──────── Entries shown ────────

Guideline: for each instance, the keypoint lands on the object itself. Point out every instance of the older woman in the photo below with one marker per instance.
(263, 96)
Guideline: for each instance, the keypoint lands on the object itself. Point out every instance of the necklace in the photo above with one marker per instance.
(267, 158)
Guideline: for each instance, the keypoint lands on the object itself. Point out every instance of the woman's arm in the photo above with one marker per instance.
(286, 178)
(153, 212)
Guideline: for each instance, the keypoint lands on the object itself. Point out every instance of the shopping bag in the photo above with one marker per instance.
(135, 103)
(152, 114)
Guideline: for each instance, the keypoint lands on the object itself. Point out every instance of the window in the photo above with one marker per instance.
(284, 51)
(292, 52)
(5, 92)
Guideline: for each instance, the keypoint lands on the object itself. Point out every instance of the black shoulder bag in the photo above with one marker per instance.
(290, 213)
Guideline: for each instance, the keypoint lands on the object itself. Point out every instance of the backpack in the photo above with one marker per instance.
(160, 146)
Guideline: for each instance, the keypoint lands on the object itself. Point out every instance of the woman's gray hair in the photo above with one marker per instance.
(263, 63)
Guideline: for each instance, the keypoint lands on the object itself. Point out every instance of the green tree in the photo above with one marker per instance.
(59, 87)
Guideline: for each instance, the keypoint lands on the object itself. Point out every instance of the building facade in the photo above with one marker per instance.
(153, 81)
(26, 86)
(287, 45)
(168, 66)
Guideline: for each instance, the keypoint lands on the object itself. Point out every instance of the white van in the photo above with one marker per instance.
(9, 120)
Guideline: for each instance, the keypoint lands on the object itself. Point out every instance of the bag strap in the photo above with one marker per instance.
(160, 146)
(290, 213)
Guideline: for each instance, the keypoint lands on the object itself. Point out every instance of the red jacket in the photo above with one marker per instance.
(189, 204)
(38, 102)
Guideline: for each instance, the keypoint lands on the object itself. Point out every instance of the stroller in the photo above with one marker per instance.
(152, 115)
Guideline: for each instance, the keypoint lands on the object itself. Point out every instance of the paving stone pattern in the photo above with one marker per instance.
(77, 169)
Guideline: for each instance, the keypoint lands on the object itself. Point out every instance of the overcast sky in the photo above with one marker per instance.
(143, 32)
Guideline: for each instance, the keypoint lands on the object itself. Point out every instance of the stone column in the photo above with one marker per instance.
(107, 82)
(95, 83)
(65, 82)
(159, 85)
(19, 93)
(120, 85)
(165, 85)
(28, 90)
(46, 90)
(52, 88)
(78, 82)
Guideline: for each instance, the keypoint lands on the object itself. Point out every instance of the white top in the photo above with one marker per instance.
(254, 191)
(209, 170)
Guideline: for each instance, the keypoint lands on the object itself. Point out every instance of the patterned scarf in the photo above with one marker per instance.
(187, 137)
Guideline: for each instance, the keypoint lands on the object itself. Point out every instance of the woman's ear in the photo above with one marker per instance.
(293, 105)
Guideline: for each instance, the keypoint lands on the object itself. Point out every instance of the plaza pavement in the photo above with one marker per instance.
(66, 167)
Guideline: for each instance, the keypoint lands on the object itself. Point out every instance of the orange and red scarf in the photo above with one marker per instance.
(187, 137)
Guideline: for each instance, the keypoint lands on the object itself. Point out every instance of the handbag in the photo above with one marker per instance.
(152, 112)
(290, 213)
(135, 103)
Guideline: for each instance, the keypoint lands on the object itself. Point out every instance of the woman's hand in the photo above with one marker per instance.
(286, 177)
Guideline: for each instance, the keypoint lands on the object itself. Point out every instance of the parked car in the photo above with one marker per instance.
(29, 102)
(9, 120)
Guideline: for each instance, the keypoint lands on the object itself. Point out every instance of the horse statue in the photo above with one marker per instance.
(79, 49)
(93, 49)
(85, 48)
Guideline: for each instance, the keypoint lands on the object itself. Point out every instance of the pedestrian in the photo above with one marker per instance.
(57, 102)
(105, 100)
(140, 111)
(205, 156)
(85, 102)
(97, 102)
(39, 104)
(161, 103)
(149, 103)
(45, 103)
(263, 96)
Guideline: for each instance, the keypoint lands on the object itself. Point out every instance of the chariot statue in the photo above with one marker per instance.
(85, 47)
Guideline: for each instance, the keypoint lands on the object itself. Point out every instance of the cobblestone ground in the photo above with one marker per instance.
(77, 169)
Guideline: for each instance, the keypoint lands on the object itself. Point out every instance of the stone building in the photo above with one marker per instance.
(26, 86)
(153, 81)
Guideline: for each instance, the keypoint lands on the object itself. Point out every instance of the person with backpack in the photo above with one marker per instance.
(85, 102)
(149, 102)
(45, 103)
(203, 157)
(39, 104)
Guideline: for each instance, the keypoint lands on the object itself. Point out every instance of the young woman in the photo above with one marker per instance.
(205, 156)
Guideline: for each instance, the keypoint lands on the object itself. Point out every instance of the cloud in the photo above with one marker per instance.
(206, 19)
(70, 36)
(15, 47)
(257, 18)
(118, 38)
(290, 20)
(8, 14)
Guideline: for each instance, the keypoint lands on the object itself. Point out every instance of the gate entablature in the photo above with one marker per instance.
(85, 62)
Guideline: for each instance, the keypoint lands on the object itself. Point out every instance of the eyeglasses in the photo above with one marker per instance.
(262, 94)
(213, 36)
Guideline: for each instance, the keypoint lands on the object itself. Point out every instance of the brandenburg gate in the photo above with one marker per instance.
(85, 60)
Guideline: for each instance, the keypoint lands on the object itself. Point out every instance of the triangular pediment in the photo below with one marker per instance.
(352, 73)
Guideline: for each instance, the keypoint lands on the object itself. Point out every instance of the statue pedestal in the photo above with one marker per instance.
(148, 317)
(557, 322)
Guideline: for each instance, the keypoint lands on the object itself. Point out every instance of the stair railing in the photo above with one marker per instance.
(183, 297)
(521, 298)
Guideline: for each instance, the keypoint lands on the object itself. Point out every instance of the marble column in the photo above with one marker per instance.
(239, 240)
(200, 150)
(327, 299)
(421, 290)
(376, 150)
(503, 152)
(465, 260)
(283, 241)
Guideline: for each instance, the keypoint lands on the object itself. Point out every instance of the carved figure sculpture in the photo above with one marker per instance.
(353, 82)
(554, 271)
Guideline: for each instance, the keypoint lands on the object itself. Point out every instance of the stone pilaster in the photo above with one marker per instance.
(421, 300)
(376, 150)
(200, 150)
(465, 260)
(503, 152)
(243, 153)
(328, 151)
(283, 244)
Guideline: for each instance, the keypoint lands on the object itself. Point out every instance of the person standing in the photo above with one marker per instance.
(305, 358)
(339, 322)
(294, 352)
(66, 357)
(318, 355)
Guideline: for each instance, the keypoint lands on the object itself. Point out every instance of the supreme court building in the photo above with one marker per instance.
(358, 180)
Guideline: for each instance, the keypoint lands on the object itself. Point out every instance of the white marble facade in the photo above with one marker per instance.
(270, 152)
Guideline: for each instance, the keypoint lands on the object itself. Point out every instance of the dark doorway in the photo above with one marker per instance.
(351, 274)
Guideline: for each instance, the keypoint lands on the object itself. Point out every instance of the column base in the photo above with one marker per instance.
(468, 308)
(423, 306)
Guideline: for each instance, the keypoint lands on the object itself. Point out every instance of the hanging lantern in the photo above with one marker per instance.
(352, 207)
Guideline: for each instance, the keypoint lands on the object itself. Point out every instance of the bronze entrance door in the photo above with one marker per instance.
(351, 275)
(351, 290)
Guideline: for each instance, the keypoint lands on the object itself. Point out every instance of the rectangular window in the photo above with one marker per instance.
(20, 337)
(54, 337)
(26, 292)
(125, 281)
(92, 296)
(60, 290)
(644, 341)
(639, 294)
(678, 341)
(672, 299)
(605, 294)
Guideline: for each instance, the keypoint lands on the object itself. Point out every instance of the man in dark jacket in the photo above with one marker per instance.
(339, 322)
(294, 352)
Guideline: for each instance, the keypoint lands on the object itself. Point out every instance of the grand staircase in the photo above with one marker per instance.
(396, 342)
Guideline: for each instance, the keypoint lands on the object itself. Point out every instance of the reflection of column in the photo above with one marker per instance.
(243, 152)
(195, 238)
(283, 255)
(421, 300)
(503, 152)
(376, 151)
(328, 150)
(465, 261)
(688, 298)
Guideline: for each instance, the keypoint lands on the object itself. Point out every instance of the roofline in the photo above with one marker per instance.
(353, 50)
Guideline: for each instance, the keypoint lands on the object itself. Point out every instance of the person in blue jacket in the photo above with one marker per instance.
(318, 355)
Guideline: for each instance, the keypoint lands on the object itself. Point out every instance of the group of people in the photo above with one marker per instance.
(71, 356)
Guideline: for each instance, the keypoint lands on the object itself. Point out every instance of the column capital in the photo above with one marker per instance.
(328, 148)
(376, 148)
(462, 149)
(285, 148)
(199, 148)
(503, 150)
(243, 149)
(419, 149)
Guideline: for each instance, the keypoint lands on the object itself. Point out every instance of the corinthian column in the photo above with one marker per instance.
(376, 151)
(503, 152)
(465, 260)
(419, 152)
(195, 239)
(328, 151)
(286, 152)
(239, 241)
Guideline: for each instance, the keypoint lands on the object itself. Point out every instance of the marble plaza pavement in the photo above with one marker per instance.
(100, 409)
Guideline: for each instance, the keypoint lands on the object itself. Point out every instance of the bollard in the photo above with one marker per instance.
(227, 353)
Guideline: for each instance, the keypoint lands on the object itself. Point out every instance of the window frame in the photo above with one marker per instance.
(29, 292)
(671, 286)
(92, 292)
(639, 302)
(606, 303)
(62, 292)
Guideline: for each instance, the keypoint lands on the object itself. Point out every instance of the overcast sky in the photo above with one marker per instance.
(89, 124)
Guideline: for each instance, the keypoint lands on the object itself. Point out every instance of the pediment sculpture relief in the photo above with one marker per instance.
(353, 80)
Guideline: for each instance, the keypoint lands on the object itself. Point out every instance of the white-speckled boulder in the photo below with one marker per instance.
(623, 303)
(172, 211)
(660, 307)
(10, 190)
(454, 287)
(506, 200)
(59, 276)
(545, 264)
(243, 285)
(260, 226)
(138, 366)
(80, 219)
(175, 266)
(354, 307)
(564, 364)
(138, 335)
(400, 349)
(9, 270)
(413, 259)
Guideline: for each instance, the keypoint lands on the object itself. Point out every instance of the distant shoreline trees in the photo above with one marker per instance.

────────

Output exactly, and only, the lines running from the one that contains "the window frame" through the last line of the entries above.

### Exercise solution
Guideline: for each instance, the keypoint lands on the object itself. Point out every instance of the window frame in the photo above with one marker per instance.
(29, 292)
(671, 286)
(92, 292)
(639, 302)
(606, 303)
(62, 292)
Guideline: for each instance, the keypoint lands on the object itself. Point out every instance of the overcast sky in the photo above with one marker per instance.
(89, 124)
Guideline: for each instance, the keypoint lands on the object itself. Point out every instance of the pediment sculpture relief in the photo above with one marker per instance.
(353, 80)
Guideline: for each instance, the keypoint lands on the object itself. Point out every instance of the white-speckled boulder in the photo below with one marker per instance.
(623, 303)
(172, 211)
(660, 307)
(10, 190)
(454, 287)
(506, 200)
(59, 276)
(545, 264)
(243, 285)
(260, 226)
(138, 366)
(80, 219)
(175, 266)
(354, 307)
(564, 364)
(138, 335)
(400, 349)
(9, 270)
(413, 259)
Guideline: for each instance, the keypoint lands on the object itself. Point out every instance of the distant shoreline trees in the photo above with one marker per instance.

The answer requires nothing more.